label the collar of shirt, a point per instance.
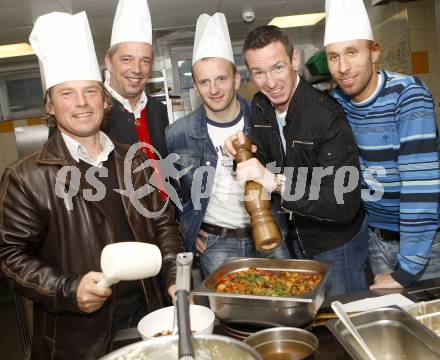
(79, 152)
(125, 103)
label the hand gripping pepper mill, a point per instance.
(265, 231)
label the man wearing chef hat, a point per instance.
(134, 117)
(393, 120)
(217, 225)
(52, 229)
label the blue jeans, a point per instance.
(347, 274)
(383, 256)
(221, 248)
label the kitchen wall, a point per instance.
(408, 33)
(409, 40)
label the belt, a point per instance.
(221, 231)
(386, 235)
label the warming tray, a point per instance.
(266, 310)
(390, 333)
(428, 313)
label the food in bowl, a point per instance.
(158, 323)
(260, 282)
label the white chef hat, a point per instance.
(346, 20)
(132, 22)
(212, 38)
(64, 46)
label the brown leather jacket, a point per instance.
(45, 249)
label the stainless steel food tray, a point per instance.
(390, 333)
(266, 310)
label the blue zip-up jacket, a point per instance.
(188, 137)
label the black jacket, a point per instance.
(317, 135)
(119, 124)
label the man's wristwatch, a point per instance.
(280, 183)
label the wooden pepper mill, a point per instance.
(266, 234)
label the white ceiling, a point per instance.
(17, 16)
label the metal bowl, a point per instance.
(266, 310)
(284, 343)
(206, 347)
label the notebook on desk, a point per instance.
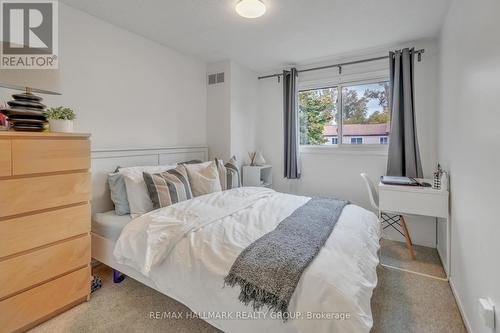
(396, 180)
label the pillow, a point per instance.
(169, 187)
(203, 178)
(229, 174)
(137, 192)
(118, 193)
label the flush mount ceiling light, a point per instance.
(250, 8)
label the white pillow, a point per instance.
(203, 178)
(137, 192)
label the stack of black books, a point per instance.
(26, 113)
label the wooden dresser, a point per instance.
(44, 226)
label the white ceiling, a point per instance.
(291, 31)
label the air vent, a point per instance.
(212, 79)
(220, 77)
(215, 78)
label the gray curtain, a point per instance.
(404, 155)
(290, 123)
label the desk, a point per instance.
(417, 200)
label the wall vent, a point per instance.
(215, 78)
(220, 77)
(212, 79)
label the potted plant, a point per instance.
(60, 119)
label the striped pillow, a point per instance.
(229, 174)
(169, 187)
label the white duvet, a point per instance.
(187, 249)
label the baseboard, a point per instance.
(460, 307)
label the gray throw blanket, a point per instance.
(269, 269)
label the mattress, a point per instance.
(109, 225)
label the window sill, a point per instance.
(345, 149)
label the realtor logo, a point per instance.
(29, 34)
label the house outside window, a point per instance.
(356, 141)
(345, 114)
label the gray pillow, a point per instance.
(118, 193)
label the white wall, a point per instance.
(232, 109)
(336, 173)
(469, 146)
(126, 90)
(244, 104)
(219, 112)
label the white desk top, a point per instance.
(414, 189)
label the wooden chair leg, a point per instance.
(409, 243)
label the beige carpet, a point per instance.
(402, 302)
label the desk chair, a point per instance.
(390, 220)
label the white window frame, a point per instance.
(339, 82)
(356, 137)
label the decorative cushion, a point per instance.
(229, 174)
(169, 187)
(137, 192)
(118, 193)
(203, 178)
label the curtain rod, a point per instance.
(339, 66)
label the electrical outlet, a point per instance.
(487, 311)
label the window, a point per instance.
(317, 115)
(363, 117)
(356, 141)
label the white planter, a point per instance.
(61, 125)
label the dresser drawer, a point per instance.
(21, 272)
(22, 195)
(39, 156)
(27, 232)
(33, 306)
(414, 202)
(5, 158)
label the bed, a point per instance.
(189, 263)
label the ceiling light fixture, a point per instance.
(250, 8)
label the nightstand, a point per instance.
(257, 175)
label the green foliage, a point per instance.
(316, 109)
(356, 109)
(61, 113)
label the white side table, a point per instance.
(260, 176)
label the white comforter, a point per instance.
(187, 249)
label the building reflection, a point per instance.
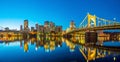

====

**AIM**
Rewrite everything from the line containing "label the desk, a point per instance." down to the end of the data, replacing "pillow" with "cushion" and keeping everything else unchanged. Leave the pictures out of your answer.

**WORKED ANSWER**
label the desk, a point per instance.
(417, 200)
label the wall vent, a point per instance.
(215, 78)
(220, 77)
(212, 79)
label the potted plant, a point per instance.
(60, 119)
label the striped cushion, a point per instance.
(229, 174)
(169, 187)
label the white duvet, a point per instance.
(187, 249)
label the baseboard, a point per instance.
(460, 307)
label the gray throw blanket, a point per instance.
(269, 269)
label the mattress, a point per instance.
(109, 225)
label the window sill, a point per instance.
(345, 149)
label the realtor logo, a point per instance.
(29, 34)
label the house outside window, a point per instance.
(356, 141)
(345, 114)
label the gray cushion, a point per instance.
(118, 193)
label the white wall, a point per instance.
(232, 109)
(336, 173)
(469, 146)
(126, 90)
(244, 104)
(219, 112)
label the white desk top, a point per instance.
(414, 189)
label the wooden chair leg, a point per instance.
(409, 243)
label the beige carpet, a point per instance.
(402, 302)
label the desk chair, a point per instance.
(390, 220)
label the white window frame, a point per instance.
(339, 82)
(356, 137)
label the decorative cushion, a point per instance.
(229, 174)
(169, 187)
(137, 192)
(118, 193)
(203, 178)
label the curtain rod, a point per instance.
(339, 66)
label the electrical outlet, a point per instance.
(487, 311)
label the window, a point per instance.
(317, 115)
(363, 117)
(356, 141)
label the white planter, a point per instance.
(61, 125)
label the dresser drawer, a point per instance.
(21, 272)
(22, 195)
(39, 156)
(27, 232)
(33, 306)
(414, 202)
(5, 158)
label the bed, a point per instance.
(189, 263)
label the ceiling light fixture, a point per instance.
(250, 8)
label the nightstand, a point per instance.
(257, 175)
label the green foliage, a point per instance.
(316, 109)
(356, 109)
(61, 113)
label the white side table, a point per instance.
(260, 176)
label the white comforter, a point per instance.
(187, 249)
label the building reflection, a point per instance.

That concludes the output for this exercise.